*Text extract*:
━━━━━━━━━━
Any solution that relies on human intervention bakes in a margin of error - we’re only human, after all - that then requires additional interventions to address. Recall the Jira workflows, email chasers, and meetings John had to do just to ensure developers patched their bugs. This is where the busywork comes from, and why his solution was doomed to generate more and more of it. Worse, this means that the actual outcome of eliminating exploitable vulnerabilities can never reach 100% - there’ll always be one more untriaged or mistakenly-dismissed alert.

Lack of Mechanisms 🔗

At this point, you might have a common and very reasonable objection - not everyone has Google’s security team with the capability to build and roll out an entire web framework.

It would be nice if Google open-sourced their high-assurance web framework, but it might be overly-optimised for Google’s internal toolchains and patterns anyway. Some organisations may have highly heterogenous internal environments that preclude a singular framework.

This is a big contributing factor towards selecting a lowest-common-denominator solution like an alert generator. It’s within the zone of control of most security teams that lack org-wide mechanisms to effect change.
━━━━━━━━━━
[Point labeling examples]
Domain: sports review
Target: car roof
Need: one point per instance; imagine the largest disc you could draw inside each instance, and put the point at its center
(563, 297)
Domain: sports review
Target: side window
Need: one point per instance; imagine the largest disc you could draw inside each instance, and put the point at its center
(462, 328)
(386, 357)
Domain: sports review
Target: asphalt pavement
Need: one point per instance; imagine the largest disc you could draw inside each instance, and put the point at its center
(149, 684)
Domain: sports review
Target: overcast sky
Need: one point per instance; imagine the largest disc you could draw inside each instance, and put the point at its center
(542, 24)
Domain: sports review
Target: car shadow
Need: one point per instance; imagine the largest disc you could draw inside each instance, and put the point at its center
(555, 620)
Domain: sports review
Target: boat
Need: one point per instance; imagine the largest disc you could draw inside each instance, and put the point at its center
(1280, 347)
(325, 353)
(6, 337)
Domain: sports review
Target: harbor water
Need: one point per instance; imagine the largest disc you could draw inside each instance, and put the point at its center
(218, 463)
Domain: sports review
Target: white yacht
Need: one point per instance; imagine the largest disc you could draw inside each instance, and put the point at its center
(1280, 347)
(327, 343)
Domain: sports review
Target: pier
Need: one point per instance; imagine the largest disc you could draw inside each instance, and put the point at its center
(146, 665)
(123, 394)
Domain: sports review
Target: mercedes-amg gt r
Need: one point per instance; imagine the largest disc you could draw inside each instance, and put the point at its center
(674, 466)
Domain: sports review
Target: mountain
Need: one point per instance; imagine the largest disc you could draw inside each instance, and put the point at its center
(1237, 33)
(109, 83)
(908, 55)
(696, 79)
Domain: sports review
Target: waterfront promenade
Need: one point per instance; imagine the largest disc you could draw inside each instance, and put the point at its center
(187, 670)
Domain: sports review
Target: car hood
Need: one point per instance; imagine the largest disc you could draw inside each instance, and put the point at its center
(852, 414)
━━━━━━━━━━
*Required actions*:
1/ According to the excerpt on security busywork, why can eliminating exploitable vulnerabilities never reach 100%? Answer in one to three sentences.
2/ Print the stretch of the excerpt on security busywork from "Lack of Mechanisms" through "to effect change.".
3/ Carry on the excerpt on security busywork from where it stops.
The records have no connection to the excerpt on security busywork.

*Responses*:
1/ Any solution that depends on human intervention carries a built-in margin of error, because people make mistakes. As a result, there will always be one more alert that goes untriaged or is dismissed by mistake.

2/
Lack of Mechanisms 🔗

At this point, you might have a common and very reasonable objection - not everyone has Google’s security team with the capability to build and roll out an entire web framework.

It would be nice if Google open-sourced their high-assurance web framework, but it might be overly-optimised for Google’s internal toolchains and patterns anyway. Some organisations may have highly heterogenous internal environments that preclude a singular framework.

This is a big contributing factor towards selecting a lowest-common-denominator solution like an alert generator. It’s within the zone of control of most security teams that lack org-wide mechanisms to effect change.

3/
How do you avoid Busywork Generators? 🔗

Now that you understand what leads to Busywork Generators, let’s explore how to avoid these causes and explore alternatives. The key is starting from these first principles:

Getting Clean isn’t the same as Staying Clean 🔗

There’s a common approach in the DevSecOps space of “get clean, and stay clean.” “Get clean” refers to resolving all the outstanding findings, while “stay clean” refers to stopping new findings from occurring. The key principle here is that these are two separate tactics. More critically, “getting clean” is a temporary first step, while “staying clean” is the long term solution.

Think of it as bailing out water from a sinking ship. You could theoretically add more people to bail water, but at some point you need to patch the hole that’s getting bigger. A common mistake is to believe that you need to get completely clean before staying clean. This is an impossible task; there will always be new issues pouring in.

Instead, get clean enough where you’ve addressed the truly-exploitable high and critical issues, then move onto staying clean. John’s mistake was to hyper-focus on getting clean and not setting a point in time to start investing in staying clean.

There are multiple ways to set a reasonable “clean enough” point - exploitability or reachability, severity, KEV/EPSS for CVEs. Just set that point and commit to it. At OGP, we leveraged Dependabot auto-triage rules, wrote our own CodeQL ruleset, and invested a couple cycles on tackling the (prioritised) vulnerability backlog, before setting alerts for high-severity vulnerabilities. This gave us space to explore “stay clean” solutions while maintaining a reasonable baseline for important vulnerabilities.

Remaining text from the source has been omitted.